Data provided ::

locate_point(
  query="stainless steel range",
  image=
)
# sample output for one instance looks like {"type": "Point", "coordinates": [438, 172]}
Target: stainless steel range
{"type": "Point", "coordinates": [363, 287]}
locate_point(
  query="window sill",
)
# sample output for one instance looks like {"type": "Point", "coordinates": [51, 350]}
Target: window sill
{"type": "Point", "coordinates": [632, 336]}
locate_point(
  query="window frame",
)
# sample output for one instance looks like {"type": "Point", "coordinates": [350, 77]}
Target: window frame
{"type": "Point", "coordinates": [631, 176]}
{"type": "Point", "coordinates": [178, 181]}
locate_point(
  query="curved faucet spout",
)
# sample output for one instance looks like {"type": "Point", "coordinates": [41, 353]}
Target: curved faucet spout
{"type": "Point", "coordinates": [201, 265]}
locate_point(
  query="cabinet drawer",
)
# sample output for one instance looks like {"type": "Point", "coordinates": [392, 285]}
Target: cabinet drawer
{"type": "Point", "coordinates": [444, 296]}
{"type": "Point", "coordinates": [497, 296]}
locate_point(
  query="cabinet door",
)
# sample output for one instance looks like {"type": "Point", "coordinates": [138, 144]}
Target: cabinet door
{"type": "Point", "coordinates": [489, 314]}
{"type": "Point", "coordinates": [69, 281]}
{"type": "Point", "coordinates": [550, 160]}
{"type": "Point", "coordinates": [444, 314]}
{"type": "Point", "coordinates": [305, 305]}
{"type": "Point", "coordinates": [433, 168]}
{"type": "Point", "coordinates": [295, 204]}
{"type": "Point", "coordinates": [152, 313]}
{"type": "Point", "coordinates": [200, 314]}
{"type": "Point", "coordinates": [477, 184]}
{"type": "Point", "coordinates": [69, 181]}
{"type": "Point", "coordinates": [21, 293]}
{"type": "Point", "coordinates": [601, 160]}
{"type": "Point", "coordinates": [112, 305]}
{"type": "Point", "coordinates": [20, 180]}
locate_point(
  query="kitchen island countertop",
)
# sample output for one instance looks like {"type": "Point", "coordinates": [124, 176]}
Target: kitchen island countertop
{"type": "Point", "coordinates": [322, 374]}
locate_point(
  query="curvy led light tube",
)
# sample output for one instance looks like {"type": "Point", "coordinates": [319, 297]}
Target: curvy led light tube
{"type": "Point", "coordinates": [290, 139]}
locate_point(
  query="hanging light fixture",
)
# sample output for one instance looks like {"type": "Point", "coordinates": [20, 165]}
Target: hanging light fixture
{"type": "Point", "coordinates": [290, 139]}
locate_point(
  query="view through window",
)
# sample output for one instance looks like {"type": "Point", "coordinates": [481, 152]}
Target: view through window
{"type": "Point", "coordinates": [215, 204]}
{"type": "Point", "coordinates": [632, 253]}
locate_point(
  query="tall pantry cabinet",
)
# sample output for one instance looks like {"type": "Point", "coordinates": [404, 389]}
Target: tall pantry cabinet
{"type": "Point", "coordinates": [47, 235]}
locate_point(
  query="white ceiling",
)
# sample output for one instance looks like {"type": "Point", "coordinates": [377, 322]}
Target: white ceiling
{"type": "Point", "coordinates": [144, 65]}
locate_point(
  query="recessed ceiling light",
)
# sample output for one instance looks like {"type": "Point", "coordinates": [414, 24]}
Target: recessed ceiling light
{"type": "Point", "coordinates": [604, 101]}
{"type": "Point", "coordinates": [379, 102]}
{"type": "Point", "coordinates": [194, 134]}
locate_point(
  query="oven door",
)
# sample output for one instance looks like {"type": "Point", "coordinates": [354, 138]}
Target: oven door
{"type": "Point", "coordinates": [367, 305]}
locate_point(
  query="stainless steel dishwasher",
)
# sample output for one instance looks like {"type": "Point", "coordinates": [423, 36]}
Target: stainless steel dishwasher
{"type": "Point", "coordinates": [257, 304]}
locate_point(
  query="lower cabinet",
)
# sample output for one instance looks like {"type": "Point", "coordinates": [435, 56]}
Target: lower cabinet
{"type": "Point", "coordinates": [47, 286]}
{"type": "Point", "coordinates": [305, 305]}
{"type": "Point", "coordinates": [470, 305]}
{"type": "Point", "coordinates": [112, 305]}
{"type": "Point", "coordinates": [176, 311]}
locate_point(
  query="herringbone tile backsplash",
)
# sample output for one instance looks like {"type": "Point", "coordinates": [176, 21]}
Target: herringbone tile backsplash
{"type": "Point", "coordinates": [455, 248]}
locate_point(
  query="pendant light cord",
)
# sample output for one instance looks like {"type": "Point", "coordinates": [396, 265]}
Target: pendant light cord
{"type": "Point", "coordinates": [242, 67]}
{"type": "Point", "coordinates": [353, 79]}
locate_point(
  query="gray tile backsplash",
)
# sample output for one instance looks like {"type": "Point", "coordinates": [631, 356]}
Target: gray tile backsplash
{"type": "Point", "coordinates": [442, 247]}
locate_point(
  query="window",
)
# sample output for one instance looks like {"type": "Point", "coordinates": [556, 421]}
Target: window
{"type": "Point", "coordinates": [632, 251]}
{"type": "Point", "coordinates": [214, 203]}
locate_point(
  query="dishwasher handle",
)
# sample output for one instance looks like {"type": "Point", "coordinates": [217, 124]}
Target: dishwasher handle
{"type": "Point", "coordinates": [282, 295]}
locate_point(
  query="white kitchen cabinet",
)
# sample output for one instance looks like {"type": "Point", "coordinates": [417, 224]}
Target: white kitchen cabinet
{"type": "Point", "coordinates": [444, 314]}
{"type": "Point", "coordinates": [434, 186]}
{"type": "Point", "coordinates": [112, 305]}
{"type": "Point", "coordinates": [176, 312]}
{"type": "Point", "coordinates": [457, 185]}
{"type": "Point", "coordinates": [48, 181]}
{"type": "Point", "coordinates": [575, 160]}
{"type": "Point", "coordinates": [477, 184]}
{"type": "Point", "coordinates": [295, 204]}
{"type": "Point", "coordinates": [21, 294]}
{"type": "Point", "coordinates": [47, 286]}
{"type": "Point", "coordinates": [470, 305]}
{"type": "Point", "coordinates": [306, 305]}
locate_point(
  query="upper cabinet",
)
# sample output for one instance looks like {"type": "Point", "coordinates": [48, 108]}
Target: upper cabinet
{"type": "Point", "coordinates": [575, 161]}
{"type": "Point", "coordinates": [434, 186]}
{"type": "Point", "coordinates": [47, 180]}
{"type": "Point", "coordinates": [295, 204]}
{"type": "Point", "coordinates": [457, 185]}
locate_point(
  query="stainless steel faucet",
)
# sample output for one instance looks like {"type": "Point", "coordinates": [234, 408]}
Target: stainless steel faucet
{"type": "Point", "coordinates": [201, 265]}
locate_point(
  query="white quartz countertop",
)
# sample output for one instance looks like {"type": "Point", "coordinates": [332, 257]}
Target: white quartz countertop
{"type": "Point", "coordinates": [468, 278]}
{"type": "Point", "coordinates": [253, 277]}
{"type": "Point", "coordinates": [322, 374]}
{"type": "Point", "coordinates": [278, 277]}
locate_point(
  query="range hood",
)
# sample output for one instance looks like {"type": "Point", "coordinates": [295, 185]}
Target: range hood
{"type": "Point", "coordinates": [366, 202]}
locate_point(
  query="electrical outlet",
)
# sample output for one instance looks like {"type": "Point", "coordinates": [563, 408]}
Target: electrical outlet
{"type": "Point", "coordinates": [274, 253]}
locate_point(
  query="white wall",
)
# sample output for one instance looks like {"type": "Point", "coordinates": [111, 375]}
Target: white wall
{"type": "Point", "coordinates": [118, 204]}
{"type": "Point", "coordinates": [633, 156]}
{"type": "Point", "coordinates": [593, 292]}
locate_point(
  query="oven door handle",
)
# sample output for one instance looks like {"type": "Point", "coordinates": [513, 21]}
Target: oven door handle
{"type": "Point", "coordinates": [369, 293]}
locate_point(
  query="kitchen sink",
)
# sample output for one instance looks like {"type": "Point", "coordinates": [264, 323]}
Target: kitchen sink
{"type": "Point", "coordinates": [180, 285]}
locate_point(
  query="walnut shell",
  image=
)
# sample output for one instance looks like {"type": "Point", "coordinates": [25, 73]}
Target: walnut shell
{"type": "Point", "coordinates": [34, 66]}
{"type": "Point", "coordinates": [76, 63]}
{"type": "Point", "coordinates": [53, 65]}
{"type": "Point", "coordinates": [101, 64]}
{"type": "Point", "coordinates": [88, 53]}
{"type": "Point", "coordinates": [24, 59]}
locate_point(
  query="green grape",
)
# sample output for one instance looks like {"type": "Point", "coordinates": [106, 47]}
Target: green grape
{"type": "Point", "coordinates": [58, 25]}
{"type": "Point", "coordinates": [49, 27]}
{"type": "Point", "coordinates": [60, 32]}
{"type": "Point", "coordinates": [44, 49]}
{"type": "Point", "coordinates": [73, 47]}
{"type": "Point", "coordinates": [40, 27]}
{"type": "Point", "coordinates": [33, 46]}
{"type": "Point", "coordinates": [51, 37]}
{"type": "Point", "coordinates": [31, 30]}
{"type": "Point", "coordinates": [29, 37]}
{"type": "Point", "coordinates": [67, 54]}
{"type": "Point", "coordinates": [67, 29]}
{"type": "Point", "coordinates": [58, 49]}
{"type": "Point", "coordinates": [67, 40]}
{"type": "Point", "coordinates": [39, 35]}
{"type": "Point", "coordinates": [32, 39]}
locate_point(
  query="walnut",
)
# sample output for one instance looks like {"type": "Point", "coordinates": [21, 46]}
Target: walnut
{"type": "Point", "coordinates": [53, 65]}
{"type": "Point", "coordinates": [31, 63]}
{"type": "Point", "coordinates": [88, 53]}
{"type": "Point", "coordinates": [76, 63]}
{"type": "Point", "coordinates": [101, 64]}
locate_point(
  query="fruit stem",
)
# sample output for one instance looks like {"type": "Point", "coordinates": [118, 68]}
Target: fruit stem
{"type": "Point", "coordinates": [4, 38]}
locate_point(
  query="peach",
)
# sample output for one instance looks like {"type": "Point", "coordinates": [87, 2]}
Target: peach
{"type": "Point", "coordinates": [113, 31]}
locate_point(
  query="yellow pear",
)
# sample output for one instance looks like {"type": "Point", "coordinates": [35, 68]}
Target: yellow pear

What to produce :: Go through the records and report each line that contains "yellow".

The completed task ::
  query="yellow pear",
Target: yellow pear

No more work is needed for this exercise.